WHAT IS REQUIRED: Copy out each of the lines below word for word, leaving out the pictures.

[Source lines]
○ ○ ○ ○ ○ ○ ○
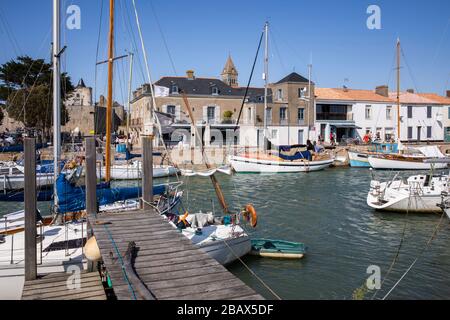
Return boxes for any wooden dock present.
[89,210,263,300]
[22,271,106,300]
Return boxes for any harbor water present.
[0,168,450,299]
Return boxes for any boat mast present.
[127,52,134,149]
[105,0,114,182]
[263,21,269,150]
[397,39,400,143]
[52,0,61,208]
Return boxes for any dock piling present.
[142,136,153,210]
[24,138,37,281]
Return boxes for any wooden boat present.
[250,239,306,259]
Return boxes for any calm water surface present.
[0,168,450,299]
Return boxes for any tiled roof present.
[315,88,394,103]
[389,92,439,104]
[418,93,450,105]
[276,72,309,84]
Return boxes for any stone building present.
[130,56,314,147]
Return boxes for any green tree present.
[0,56,74,135]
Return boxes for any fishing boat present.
[367,173,450,213]
[97,161,179,180]
[368,146,448,170]
[348,143,398,168]
[228,23,335,173]
[229,152,334,173]
[250,239,306,259]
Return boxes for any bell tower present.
[221,55,239,87]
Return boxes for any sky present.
[0,0,450,103]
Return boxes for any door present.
[298,130,304,144]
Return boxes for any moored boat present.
[367,174,449,213]
[250,239,306,259]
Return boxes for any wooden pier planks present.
[22,271,106,300]
[89,210,263,300]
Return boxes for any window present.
[266,108,272,124]
[386,106,392,120]
[298,88,306,98]
[297,108,305,121]
[270,129,278,139]
[408,106,412,119]
[366,105,372,120]
[280,107,287,121]
[207,107,216,123]
[427,106,433,119]
[167,106,176,116]
[277,89,283,100]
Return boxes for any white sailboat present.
[368,39,447,170]
[367,174,450,213]
[0,0,87,299]
[232,22,335,173]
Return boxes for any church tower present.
[222,55,239,87]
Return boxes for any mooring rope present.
[103,225,137,300]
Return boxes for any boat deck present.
[22,272,106,300]
[88,210,263,300]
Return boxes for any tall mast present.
[127,52,134,149]
[105,0,114,182]
[52,0,61,207]
[263,21,269,150]
[397,39,400,143]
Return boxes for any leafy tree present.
[0,56,74,138]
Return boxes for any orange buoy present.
[245,204,258,228]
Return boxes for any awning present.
[330,123,362,129]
○ ○ ○ ○ ○ ○ ○
ANSWER:
Return boxes for any wooden dock present.
[89,210,263,300]
[22,271,106,300]
Return boxes for any harbor water present.
[0,168,450,299]
Return boxes for any boat mast present.
[127,52,134,149]
[105,0,114,182]
[263,21,269,150]
[397,39,400,143]
[52,0,61,208]
Return boxes for any dock piling present.
[142,136,153,210]
[24,138,37,281]
Return boxes for any wooden boat present.
[250,239,306,259]
Return boxes for any calm water surface present.
[0,168,450,299]
Return boxes for any tiled roof present.
[315,88,394,103]
[389,92,439,104]
[418,93,450,105]
[276,72,309,84]
Return boxes for any stone building present.
[130,56,314,147]
Return boxes for any green tree present.
[0,56,74,135]
Return boxes for any fishing boat present.
[367,173,450,213]
[97,161,179,180]
[368,146,448,170]
[348,143,398,168]
[228,23,335,173]
[229,152,334,173]
[250,239,306,259]
Return boxes for any bell tower present.
[221,55,239,87]
Return boxes for any sky present.
[0,0,450,103]
Return boxes for any door present.
[298,130,304,144]
Return boxes for any moored boat present.
[367,174,449,213]
[250,239,306,259]
Return boxes for any wooden pier planks present.
[22,271,106,300]
[89,210,263,300]
Return boxes for any window present.
[266,108,272,124]
[386,106,392,120]
[298,88,306,98]
[297,108,305,121]
[270,129,278,139]
[408,106,412,119]
[366,105,372,120]
[280,107,287,121]
[207,107,216,123]
[427,106,433,119]
[167,106,176,116]
[277,89,283,100]
Return boxes for any white sailboat present.
[368,39,447,170]
[367,174,450,213]
[0,0,87,299]
[232,22,335,173]
Return boxes for any church tower present.
[222,55,239,87]
Return boxes for any mooring rope present.
[103,225,137,300]
Return boxes for any boat deck present.
[22,272,106,300]
[88,210,263,300]
Return boxes for any tall mast present.
[127,52,134,149]
[105,0,114,182]
[52,0,61,207]
[263,21,269,150]
[397,39,400,143]
Return boxes for any leafy tree present.
[0,56,74,138]
Return boxes for any orange buoy present.
[245,204,258,228]
Return boxes for any awning present.
[330,123,362,129]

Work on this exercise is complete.